* **Requests**
(a) In the soil description, what material are the soils developed in?
(b) List every soil series the soil description names among the small patches included at the margins of delineations or in narrow valleys.

Detailed Description

This association of Hanslope series and Faulkbourne series, calcareous pelosols and argillic pelosols respectively, provides some of the most extensive cereal growing land in the Midlands and Eastern England, covering 3,634 km². The soils are developed in chalky till on low plateaux and gently to strongly sloping valley flanks. Both the main soils are clayey to the surface, have slowly permeable subsurface horizons but are seldom seriously waterlogged. Hanslope soils have a calcareous, chalky subsurface horizon that is normally brown but can be grey mottled. It passes below into a dense mottled substrate containing chalk stones. Faulkbourne soils are similar, but have brown decalcified upper horizons. Included in the association are small areas of Ragdale, Beccles and Ashley series mainly on level hilltops. The Hanslope association covers almost 170 km², mainly in Leicestershire, on moderately or strongly sloping valley sides or convex upper slopes, often adjoining the Ragdale association on more level plateau sites. Hanslope soils account for over half of the map unit. Ashley series is a common component around Birstall, South Croxton and Great Dalby. Small patches of stagnogley soils, Denchworth, Lawford and Wickham series, argillic pelosols, Holdenby seriesand pelo-alluvial gley soils, Fladbury series are included at the margins of delineations or in narrow valleys cutting through the chalky till to the underlying Jurassic clay shales.

* **Data lines**
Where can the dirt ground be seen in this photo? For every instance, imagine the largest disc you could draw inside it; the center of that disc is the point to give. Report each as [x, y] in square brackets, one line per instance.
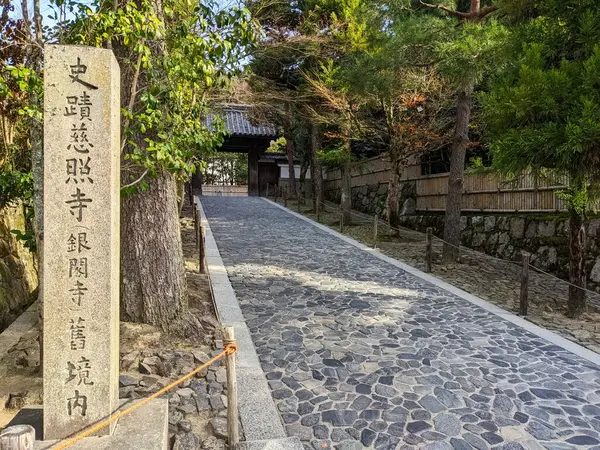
[492, 279]
[20, 377]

* **Results by task**
(a) Chalky till.

(b) Denchworth, Lawford, Wickham, Holdenby, Fladbury